____ DATA PROVIDED

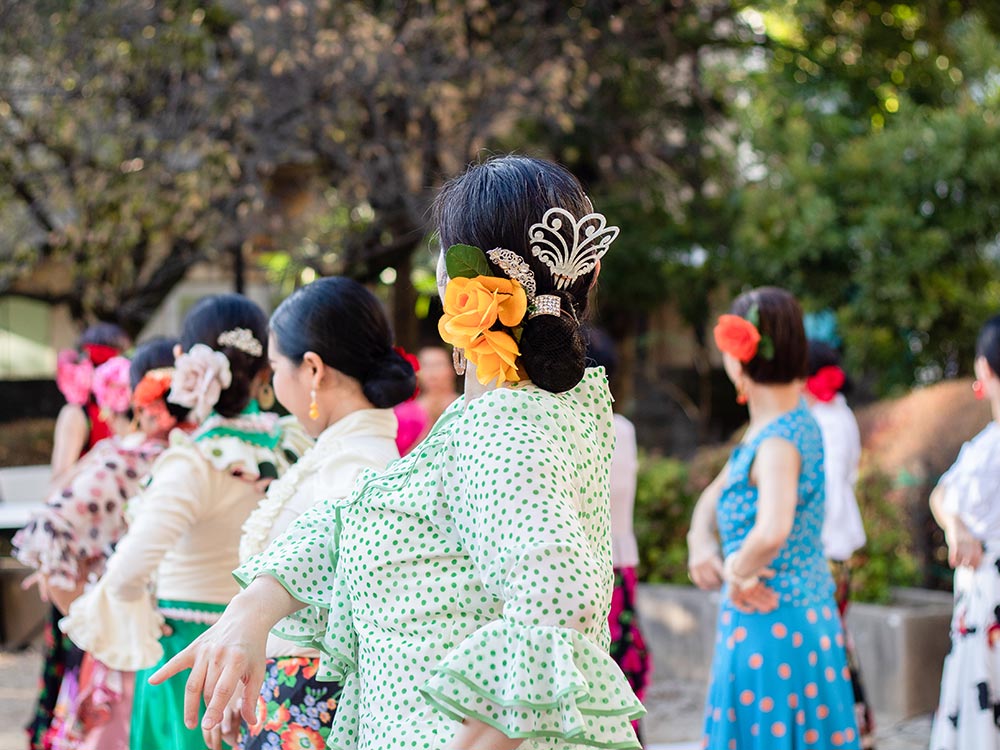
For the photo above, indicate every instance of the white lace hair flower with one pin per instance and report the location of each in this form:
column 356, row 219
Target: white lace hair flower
column 200, row 377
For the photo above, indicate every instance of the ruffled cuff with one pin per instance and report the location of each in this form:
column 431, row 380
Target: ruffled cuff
column 123, row 634
column 302, row 561
column 542, row 682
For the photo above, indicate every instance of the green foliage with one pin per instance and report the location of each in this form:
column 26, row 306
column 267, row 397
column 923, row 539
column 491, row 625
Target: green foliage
column 466, row 261
column 888, row 558
column 665, row 500
column 663, row 507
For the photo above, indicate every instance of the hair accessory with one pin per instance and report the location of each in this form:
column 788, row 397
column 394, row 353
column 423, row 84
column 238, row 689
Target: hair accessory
column 546, row 304
column 737, row 336
column 111, row 381
column 591, row 240
column 200, row 377
column 826, row 383
column 74, row 376
column 458, row 360
column 100, row 353
column 242, row 339
column 516, row 269
column 741, row 337
column 155, row 385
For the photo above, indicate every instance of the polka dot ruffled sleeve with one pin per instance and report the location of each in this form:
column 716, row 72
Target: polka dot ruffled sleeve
column 530, row 503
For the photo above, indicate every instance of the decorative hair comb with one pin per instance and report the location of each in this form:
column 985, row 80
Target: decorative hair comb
column 242, row 339
column 516, row 269
column 591, row 239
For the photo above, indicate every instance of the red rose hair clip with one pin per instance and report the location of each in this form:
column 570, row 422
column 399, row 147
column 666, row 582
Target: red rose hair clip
column 826, row 383
column 741, row 338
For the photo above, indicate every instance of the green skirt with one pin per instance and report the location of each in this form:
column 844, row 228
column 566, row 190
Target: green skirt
column 158, row 710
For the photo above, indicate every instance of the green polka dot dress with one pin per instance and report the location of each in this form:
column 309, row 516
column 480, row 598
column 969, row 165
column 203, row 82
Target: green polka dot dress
column 470, row 579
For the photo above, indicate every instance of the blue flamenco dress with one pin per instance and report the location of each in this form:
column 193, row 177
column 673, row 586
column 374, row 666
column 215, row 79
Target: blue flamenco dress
column 780, row 680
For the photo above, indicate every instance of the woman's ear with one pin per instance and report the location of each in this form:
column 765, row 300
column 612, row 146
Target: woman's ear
column 314, row 369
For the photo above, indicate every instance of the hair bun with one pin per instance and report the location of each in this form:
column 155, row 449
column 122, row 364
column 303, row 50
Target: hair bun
column 553, row 350
column 390, row 381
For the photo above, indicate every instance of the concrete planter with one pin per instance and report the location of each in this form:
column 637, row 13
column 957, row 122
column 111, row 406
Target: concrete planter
column 901, row 646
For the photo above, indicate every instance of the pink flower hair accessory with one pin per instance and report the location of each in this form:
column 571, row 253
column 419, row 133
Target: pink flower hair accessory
column 74, row 376
column 200, row 377
column 111, row 385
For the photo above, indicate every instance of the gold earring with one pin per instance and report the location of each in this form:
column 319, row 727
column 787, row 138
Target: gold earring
column 265, row 396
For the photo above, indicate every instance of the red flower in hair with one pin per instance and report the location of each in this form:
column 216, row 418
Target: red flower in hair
column 737, row 336
column 826, row 383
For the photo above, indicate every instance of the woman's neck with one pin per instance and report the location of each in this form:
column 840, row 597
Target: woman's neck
column 767, row 402
column 473, row 388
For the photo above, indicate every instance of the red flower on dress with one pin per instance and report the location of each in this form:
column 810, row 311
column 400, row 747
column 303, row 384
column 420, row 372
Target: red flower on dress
column 737, row 336
column 280, row 718
column 826, row 383
column 297, row 737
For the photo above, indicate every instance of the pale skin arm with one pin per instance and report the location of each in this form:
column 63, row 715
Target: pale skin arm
column 776, row 471
column 704, row 555
column 231, row 653
column 69, row 440
column 963, row 547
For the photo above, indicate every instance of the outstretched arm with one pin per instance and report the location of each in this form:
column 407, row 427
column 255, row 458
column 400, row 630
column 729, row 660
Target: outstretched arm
column 231, row 652
column 963, row 547
column 704, row 555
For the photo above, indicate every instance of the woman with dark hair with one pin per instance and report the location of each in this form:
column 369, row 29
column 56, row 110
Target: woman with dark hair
column 966, row 506
column 79, row 426
column 779, row 677
column 69, row 541
column 336, row 371
column 185, row 528
column 462, row 595
column 843, row 529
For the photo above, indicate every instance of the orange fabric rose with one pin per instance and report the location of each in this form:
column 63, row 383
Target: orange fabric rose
column 737, row 336
column 472, row 306
column 495, row 356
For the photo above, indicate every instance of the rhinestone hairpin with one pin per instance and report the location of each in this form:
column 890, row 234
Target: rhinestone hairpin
column 546, row 304
column 242, row 339
column 591, row 239
column 516, row 268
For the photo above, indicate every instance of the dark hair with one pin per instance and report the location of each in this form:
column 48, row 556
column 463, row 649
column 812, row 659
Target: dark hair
column 779, row 317
column 601, row 349
column 152, row 355
column 211, row 317
column 493, row 205
column 988, row 343
column 104, row 334
column 341, row 321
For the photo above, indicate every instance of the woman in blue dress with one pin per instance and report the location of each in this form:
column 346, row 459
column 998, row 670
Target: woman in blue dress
column 779, row 677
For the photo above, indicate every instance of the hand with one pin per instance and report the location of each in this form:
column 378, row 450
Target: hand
column 475, row 735
column 228, row 655
column 963, row 547
column 704, row 563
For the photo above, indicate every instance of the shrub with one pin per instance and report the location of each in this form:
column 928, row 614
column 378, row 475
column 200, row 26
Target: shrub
column 667, row 490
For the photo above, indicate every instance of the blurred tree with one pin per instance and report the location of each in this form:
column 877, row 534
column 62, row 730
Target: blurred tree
column 871, row 166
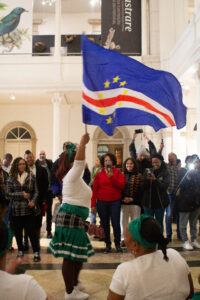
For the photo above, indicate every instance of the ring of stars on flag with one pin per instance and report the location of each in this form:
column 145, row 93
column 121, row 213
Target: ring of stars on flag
column 108, row 84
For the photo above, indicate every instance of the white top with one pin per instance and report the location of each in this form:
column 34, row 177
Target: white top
column 151, row 277
column 75, row 191
column 20, row 287
column 6, row 169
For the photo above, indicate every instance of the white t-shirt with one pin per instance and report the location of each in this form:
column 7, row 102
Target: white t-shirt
column 151, row 277
column 20, row 287
column 75, row 191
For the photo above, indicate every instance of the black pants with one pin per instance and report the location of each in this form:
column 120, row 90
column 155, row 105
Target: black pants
column 110, row 210
column 27, row 223
column 49, row 202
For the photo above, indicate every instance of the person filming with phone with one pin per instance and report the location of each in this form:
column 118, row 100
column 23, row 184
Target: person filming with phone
column 141, row 156
column 107, row 191
column 154, row 186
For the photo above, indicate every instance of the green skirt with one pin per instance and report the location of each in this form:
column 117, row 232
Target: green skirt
column 196, row 296
column 72, row 243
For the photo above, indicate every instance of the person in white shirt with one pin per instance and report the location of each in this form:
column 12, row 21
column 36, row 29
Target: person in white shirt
column 6, row 162
column 152, row 274
column 18, row 287
column 70, row 240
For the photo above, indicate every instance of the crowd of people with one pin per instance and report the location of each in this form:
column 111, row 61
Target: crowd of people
column 143, row 191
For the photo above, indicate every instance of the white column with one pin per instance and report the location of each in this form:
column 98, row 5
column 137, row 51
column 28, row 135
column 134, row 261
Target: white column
column 196, row 5
column 56, row 100
column 58, row 30
column 154, row 27
column 198, row 107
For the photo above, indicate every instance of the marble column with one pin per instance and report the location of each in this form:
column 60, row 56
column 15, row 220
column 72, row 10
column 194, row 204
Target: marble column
column 198, row 107
column 56, row 101
column 196, row 5
column 58, row 28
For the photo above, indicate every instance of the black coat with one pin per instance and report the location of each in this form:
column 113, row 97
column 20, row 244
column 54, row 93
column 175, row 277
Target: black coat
column 155, row 191
column 189, row 196
column 42, row 183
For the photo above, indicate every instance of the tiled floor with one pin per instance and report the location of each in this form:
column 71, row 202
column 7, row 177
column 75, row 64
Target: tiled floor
column 97, row 273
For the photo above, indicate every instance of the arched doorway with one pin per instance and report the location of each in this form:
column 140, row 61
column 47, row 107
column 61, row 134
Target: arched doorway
column 16, row 138
column 117, row 144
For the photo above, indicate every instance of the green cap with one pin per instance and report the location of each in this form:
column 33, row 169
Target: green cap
column 135, row 231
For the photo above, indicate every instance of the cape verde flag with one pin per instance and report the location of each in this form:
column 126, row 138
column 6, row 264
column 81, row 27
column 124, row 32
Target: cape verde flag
column 118, row 90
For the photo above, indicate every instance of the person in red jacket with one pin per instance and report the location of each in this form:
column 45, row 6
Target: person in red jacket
column 107, row 191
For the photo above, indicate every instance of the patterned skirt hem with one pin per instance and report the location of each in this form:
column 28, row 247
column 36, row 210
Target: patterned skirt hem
column 70, row 255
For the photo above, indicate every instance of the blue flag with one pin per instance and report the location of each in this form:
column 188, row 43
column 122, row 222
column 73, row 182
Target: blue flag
column 118, row 90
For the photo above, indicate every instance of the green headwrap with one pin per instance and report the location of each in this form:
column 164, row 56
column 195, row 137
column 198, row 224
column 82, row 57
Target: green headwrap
column 72, row 147
column 8, row 243
column 135, row 229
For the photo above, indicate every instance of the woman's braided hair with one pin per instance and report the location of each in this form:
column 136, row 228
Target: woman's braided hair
column 14, row 169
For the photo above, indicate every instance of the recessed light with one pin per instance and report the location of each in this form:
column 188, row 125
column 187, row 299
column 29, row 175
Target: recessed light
column 12, row 97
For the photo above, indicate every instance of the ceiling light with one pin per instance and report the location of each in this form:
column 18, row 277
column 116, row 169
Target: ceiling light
column 92, row 2
column 12, row 97
column 48, row 2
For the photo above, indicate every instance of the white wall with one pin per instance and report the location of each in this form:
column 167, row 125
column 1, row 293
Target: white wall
column 71, row 23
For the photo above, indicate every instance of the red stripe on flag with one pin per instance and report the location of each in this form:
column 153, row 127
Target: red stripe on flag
column 126, row 98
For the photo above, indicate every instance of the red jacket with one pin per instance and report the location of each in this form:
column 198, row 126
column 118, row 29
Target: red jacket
column 107, row 189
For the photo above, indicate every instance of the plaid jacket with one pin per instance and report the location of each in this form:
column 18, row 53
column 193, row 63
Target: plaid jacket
column 15, row 193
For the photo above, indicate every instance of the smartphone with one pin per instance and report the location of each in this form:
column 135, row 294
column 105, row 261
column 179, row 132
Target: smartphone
column 139, row 131
column 148, row 171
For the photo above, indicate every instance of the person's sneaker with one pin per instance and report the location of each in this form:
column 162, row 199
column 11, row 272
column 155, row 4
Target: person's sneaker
column 118, row 249
column 25, row 246
column 123, row 244
column 80, row 286
column 169, row 237
column 76, row 295
column 107, row 249
column 187, row 246
column 36, row 257
column 49, row 235
column 20, row 254
column 195, row 244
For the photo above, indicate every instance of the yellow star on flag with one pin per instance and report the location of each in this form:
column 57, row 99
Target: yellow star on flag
column 122, row 83
column 115, row 79
column 106, row 84
column 102, row 111
column 109, row 120
column 100, row 96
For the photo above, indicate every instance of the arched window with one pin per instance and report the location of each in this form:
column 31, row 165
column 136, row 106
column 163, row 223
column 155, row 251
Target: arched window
column 18, row 133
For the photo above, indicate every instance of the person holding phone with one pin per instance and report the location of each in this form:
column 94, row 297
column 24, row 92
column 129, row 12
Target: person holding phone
column 107, row 191
column 22, row 191
column 154, row 186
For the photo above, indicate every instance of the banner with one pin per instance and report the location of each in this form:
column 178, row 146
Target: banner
column 121, row 26
column 16, row 26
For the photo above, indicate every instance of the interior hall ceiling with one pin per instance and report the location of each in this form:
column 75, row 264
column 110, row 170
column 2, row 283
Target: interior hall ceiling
column 68, row 6
column 39, row 97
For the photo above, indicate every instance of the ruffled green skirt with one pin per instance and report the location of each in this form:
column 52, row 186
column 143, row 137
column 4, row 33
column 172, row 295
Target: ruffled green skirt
column 72, row 243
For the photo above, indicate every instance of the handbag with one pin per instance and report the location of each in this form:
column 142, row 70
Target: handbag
column 98, row 231
column 36, row 209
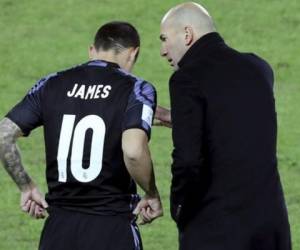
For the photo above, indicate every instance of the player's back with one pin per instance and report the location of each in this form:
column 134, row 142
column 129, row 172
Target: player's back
column 84, row 111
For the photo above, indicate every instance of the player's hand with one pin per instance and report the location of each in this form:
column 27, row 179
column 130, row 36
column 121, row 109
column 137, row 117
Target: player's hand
column 162, row 117
column 149, row 208
column 33, row 202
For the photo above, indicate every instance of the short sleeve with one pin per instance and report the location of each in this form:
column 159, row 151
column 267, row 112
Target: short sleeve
column 27, row 114
column 141, row 107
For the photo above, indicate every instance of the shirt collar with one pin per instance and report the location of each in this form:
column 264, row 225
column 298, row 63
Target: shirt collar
column 103, row 63
column 200, row 47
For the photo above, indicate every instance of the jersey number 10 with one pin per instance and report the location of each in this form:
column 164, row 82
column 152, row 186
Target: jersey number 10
column 81, row 174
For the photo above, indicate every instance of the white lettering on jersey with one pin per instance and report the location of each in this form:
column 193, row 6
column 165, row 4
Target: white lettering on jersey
column 90, row 92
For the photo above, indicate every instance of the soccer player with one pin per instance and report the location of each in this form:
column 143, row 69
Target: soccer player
column 97, row 121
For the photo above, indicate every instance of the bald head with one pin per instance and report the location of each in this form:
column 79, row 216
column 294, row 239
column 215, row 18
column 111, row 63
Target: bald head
column 190, row 14
column 181, row 27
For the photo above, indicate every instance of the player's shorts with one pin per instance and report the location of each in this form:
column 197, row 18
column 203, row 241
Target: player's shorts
column 70, row 230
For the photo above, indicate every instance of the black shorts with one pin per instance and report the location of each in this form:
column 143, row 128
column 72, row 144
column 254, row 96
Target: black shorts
column 69, row 230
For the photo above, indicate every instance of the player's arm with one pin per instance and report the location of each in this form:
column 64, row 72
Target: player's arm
column 32, row 201
column 163, row 117
column 138, row 160
column 137, row 124
column 139, row 165
column 187, row 111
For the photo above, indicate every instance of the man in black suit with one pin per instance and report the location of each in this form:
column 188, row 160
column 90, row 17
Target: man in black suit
column 226, row 191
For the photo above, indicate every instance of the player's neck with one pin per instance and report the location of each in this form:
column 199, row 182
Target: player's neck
column 109, row 56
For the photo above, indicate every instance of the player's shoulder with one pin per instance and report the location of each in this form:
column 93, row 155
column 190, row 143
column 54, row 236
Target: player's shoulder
column 43, row 81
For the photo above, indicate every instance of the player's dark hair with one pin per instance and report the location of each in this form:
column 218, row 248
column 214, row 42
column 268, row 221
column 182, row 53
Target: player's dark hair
column 117, row 36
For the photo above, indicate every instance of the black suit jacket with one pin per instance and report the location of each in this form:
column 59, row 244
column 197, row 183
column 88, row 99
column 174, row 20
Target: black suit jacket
column 224, row 135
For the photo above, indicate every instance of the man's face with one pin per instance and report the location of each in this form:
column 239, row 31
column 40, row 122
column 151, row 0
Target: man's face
column 172, row 44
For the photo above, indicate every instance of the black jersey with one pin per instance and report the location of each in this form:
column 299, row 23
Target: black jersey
column 84, row 111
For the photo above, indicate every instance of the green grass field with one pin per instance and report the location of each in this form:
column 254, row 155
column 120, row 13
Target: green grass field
column 39, row 37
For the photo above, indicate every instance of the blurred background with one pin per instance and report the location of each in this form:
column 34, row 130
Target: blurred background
column 40, row 37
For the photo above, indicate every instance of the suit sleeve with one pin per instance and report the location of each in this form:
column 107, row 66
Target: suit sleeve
column 187, row 111
column 27, row 114
column 141, row 107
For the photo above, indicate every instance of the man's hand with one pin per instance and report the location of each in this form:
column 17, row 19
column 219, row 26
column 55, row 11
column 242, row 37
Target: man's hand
column 162, row 117
column 33, row 203
column 149, row 208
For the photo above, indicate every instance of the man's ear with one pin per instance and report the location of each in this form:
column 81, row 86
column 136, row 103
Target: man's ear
column 92, row 52
column 189, row 35
column 134, row 54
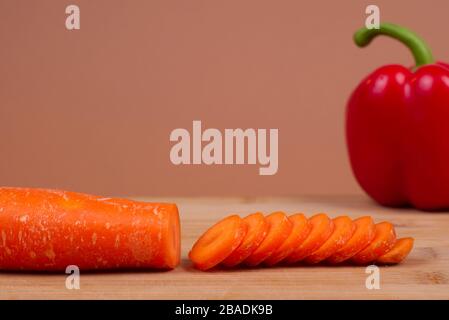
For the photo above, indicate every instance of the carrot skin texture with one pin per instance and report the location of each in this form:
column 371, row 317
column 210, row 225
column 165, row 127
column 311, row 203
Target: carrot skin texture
column 398, row 253
column 47, row 230
column 257, row 230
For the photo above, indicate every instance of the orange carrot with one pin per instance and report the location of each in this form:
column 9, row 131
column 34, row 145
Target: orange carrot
column 313, row 240
column 257, row 230
column 300, row 231
column 344, row 229
column 322, row 228
column 279, row 228
column 399, row 252
column 362, row 236
column 48, row 230
column 384, row 240
column 218, row 242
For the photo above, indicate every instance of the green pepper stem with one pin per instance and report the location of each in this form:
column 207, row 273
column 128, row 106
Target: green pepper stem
column 421, row 52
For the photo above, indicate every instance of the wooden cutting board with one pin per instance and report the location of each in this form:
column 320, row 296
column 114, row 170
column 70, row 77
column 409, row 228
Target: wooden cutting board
column 424, row 275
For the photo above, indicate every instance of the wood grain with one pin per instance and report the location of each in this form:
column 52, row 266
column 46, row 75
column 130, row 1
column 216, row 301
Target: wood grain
column 424, row 275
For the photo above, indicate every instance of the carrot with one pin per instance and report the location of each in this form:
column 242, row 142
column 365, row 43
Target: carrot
column 343, row 231
column 279, row 228
column 399, row 252
column 362, row 236
column 300, row 230
column 384, row 240
column 47, row 230
column 322, row 228
column 314, row 240
column 257, row 230
column 218, row 242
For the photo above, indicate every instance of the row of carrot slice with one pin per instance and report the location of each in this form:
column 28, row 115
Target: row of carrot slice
column 278, row 238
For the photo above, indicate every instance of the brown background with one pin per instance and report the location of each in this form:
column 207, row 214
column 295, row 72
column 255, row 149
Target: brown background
column 92, row 110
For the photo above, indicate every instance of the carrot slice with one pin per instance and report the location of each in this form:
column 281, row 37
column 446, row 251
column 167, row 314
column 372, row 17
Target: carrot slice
column 47, row 230
column 344, row 229
column 398, row 253
column 300, row 231
column 218, row 242
column 384, row 240
column 279, row 228
column 362, row 236
column 257, row 230
column 322, row 228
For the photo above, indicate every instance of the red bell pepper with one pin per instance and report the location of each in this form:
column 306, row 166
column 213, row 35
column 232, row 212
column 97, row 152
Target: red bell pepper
column 397, row 127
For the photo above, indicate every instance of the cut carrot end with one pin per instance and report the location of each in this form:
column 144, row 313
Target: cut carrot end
column 343, row 231
column 279, row 228
column 322, row 228
column 171, row 245
column 384, row 240
column 257, row 230
column 398, row 253
column 300, row 230
column 218, row 242
column 363, row 235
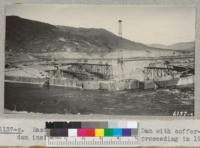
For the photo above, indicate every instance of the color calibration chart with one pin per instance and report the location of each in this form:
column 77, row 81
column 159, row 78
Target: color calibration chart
column 92, row 133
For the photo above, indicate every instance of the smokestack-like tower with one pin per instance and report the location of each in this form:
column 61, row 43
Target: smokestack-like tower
column 120, row 28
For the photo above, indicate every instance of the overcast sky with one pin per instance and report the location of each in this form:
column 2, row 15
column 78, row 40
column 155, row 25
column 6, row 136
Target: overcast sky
column 163, row 25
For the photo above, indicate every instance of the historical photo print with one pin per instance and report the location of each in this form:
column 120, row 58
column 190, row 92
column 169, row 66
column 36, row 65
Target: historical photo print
column 99, row 59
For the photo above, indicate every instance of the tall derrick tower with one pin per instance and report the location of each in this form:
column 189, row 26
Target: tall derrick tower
column 120, row 60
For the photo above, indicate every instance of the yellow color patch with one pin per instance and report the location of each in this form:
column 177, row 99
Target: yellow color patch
column 99, row 132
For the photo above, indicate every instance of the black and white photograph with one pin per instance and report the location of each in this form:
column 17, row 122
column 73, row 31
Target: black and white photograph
column 99, row 59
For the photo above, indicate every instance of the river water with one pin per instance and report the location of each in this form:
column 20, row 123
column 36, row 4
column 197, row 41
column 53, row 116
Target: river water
column 34, row 98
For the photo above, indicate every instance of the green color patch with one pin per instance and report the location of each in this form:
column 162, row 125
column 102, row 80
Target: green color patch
column 108, row 132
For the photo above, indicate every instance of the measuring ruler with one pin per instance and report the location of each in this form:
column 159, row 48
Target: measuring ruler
column 91, row 141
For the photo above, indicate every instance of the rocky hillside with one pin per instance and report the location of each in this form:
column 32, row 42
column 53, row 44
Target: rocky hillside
column 27, row 36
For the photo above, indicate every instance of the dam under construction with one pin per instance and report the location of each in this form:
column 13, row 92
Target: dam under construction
column 111, row 74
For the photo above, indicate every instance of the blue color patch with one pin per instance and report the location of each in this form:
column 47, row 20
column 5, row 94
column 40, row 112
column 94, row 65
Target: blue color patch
column 117, row 132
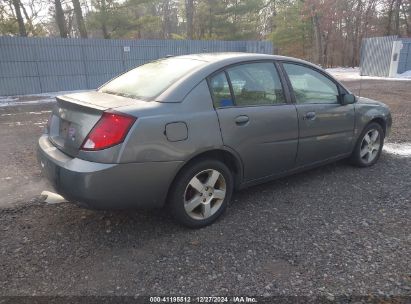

________

WHAT IS ASKED:
Please rewrite the part of the material that opens with the line containing "the blue flamenco" and closes with the line containing "column 390, row 381", replacing "pin" with "marker" and leaving everything else unchanged.

REPLY TO THE EXERCISE:
For the photo above, indicate every instance of the blue flamenco dress with one marker per instance and report the location of each in this form:
column 193, row 177
column 673, row 586
column 374, row 666
column 215, row 79
Target: blue flamenco dress
column 780, row 680
For the photo above, indicate every instance of the woman's ear with one marker per instance and report the location of each in this form:
column 765, row 300
column 612, row 146
Target: woman's ear
column 314, row 369
For the photo above, indicate every instance of the hair bun with one marker per instance and report the location of each in this form:
column 155, row 449
column 122, row 364
column 303, row 50
Target: hair bun
column 553, row 350
column 390, row 381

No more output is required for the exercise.